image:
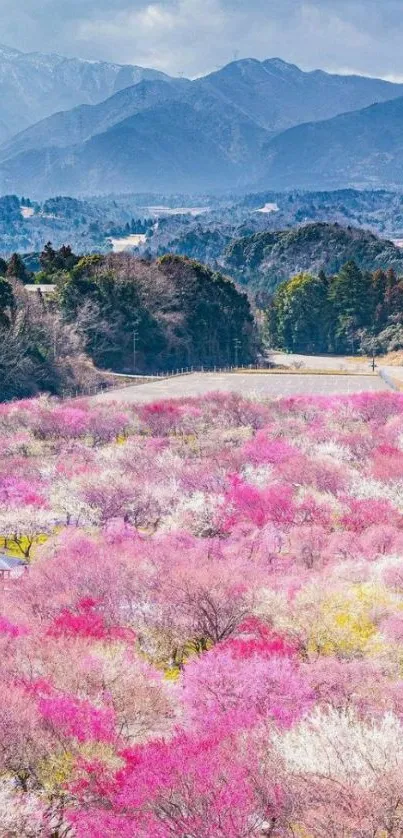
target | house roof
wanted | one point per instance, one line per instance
(10, 562)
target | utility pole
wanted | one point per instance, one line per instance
(237, 344)
(135, 335)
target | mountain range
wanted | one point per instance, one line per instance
(264, 124)
(33, 85)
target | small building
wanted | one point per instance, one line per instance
(11, 568)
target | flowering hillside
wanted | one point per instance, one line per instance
(208, 642)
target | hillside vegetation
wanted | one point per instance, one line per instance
(158, 133)
(264, 260)
(352, 311)
(119, 313)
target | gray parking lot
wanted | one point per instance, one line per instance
(247, 384)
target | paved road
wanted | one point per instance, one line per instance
(253, 384)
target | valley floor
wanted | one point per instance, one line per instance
(248, 384)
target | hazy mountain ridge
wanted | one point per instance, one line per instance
(35, 85)
(363, 148)
(216, 132)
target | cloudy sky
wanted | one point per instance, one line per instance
(196, 36)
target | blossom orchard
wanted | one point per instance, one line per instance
(209, 640)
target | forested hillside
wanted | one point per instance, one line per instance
(264, 260)
(116, 312)
(353, 311)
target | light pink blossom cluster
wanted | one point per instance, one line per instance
(208, 642)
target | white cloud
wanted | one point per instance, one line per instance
(195, 36)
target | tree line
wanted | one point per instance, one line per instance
(116, 313)
(353, 311)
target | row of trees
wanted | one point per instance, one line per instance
(39, 350)
(135, 314)
(119, 313)
(354, 310)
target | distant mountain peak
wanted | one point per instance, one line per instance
(9, 52)
(280, 64)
####
▶ _Task directions_: Reproduce all of the rows above line for line without any changes, but leave out the pictures.

▶ _Exercise answer_:
image:
target | house roof
wanted | one point per instance, one line per instance
(10, 562)
target | utility pole
wanted | one point per instance, one line per instance
(237, 344)
(135, 335)
target | mountain range
wanted | one point per instance, one line per instance
(264, 124)
(33, 85)
target | small building
wanted | one point per instance, one line per instance
(11, 568)
target | flowering hillside
wanted | one point per instance, one line per instance
(208, 642)
target | hillside vegetation
wanted | one point per instance, one line per instance
(158, 133)
(264, 260)
(352, 311)
(119, 313)
target | gray parking lot
wanted | one point per instance, one line per instance
(247, 384)
target | paved road
wanted | one point per instance, one line per instance
(253, 384)
target | valley floor
wanted | one point per instance, one line per instance
(248, 384)
target | hazy mountain ridge
wanted | one point per instance, one line per instance
(35, 85)
(363, 148)
(216, 132)
target | cloudy sky
wanted | one point per instance, one line per instance
(196, 36)
target | blossom orchard
wanted | one point per instance, one line per instance
(209, 640)
target | forested hillside
wanted | one point per instance, one line per instance
(264, 260)
(116, 312)
(353, 311)
target | light pink blossom cluster
wanted | one point per instance, one line per instance
(208, 642)
target | white cloud
wanted | one point per instance, one line per instance
(195, 36)
target | tree line
wanted | one point per instance, one line per instance
(116, 313)
(353, 311)
target | row of trees
wanted | one point per instance, one line per instance
(39, 350)
(135, 314)
(119, 313)
(354, 310)
target | distant mountain peak
wanted | one point per instance, one line per instance
(9, 52)
(280, 64)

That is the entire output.